PROVIDED DATA
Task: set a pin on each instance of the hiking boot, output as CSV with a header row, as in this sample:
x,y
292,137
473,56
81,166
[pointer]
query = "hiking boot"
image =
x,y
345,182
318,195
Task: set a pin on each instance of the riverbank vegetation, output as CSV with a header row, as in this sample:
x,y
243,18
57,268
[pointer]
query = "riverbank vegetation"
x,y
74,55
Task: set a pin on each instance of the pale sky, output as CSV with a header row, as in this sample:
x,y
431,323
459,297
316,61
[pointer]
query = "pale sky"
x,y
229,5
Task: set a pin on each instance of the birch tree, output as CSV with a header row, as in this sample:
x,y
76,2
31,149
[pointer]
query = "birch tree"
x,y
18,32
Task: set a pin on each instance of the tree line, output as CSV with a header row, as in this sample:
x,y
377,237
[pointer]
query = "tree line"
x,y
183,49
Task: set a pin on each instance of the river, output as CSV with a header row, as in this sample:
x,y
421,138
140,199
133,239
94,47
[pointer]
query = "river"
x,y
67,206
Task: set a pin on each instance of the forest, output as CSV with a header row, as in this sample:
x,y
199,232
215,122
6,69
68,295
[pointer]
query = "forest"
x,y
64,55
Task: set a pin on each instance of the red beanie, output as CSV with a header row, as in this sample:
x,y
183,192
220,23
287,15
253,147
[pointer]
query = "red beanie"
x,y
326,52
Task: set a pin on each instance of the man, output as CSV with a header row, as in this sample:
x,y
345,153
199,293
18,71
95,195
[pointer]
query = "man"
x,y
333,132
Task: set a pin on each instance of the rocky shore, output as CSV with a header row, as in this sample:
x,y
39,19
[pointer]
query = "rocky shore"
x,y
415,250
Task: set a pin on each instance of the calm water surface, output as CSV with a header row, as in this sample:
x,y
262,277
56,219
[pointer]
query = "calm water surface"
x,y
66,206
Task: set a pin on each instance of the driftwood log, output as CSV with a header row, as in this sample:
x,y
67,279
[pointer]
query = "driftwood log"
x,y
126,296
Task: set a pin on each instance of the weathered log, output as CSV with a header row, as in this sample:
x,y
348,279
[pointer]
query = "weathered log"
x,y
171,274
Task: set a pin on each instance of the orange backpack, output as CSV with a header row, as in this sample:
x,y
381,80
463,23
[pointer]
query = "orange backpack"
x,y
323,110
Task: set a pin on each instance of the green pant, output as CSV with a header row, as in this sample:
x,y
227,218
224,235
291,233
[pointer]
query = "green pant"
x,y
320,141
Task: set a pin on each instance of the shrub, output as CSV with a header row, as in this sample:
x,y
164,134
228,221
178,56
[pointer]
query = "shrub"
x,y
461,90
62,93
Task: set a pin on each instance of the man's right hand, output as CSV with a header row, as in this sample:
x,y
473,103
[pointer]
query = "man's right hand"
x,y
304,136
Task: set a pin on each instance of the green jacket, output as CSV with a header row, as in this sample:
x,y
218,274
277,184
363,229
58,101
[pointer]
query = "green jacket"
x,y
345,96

YOUR TASK
Copy the whole listing above line for line, changing nothing.

CORRECT OUTPUT
Task: set a pin on each instance of the hiking boot, output as CSV with a header row, as in this sample:
x,y
292,137
473,56
81,166
[pointer]
query = "hiking boot"
image =
x,y
345,182
318,195
Task: set a pin on each instance of the riverbank vegetation, output as CSV with a header row, as in this sample:
x,y
243,18
57,268
[pointer]
query = "riverbank vegetation"
x,y
74,55
Task: set a pin on each instance of the pale sky, output as CSV with a header row, as in this sample:
x,y
431,323
459,297
316,61
[pointer]
query = "pale sky"
x,y
229,5
Task: set a pin on each instance of the birch tree, output as CSV with a header row, as in this sample:
x,y
76,2
31,149
[pointer]
query = "birch tree"
x,y
18,32
Task: set a pin on each instance of the tree line, output as CSV with a header row, as in this sample:
x,y
377,237
[pointer]
query = "tree line"
x,y
183,49
Task: set a pin on each instance of the river, output as CSV with a header row, as in this sample:
x,y
421,138
140,199
133,239
94,47
[pointer]
query = "river"
x,y
67,206
Task: set a pin on each instance of the forest, output as CSV with a header row, as in this sample:
x,y
199,232
215,122
6,69
68,295
[pointer]
query = "forest"
x,y
64,55
Task: set a pin on each instance of the red beanie, output as CSV with a header row, as in this sample:
x,y
183,192
220,23
287,15
253,147
[pointer]
query = "red beanie"
x,y
326,52
Task: set a pin on each instance of the man, output as CSV with a header row, as in this sample:
x,y
345,153
199,293
18,71
95,195
[pointer]
query = "man"
x,y
333,132
Task: set a pin on each instance of the rocky shore, output as CSV with a header row, as in this sample:
x,y
39,19
[pointer]
query = "rocky shore"
x,y
415,250
Task: set a pin on each instance of the calm water surface, output as CSV with a header row, as in this sample:
x,y
262,277
56,219
[pointer]
query = "calm water surface"
x,y
66,206
Task: set a pin on each instance of the driftwood log, output as CSV with a header row, as in this sample:
x,y
67,279
[pointer]
query = "driftwood log"
x,y
126,296
Task: set a pin on each instance of the weathered log, output as CSV with a header row, as in this sample:
x,y
348,279
[pointer]
query = "weathered log"
x,y
171,274
Task: set a pin on each instance of the orange backpack, output as CSV with a header row, as in this sample:
x,y
381,80
463,23
[pointer]
query = "orange backpack"
x,y
323,110
Task: set a pin on each instance of the green pant, output as CSV with a header row, as in this sample:
x,y
227,218
224,235
291,233
[pointer]
query = "green pant"
x,y
320,141
Task: set a pin on each instance of the shrub, output as CSV with a header row, as in this sample:
x,y
164,134
228,221
178,56
[pointer]
query = "shrub"
x,y
461,90
62,93
Task: set a pin on each instance of the man's right hand, output as CSV with a header row, as in this sample:
x,y
473,103
[pointer]
query = "man's right hand"
x,y
304,136
Task: set a pin on each instance of the green jacket, output as CSV with a header row, as in this sample:
x,y
218,274
277,184
363,229
58,101
[pointer]
query = "green jacket"
x,y
345,96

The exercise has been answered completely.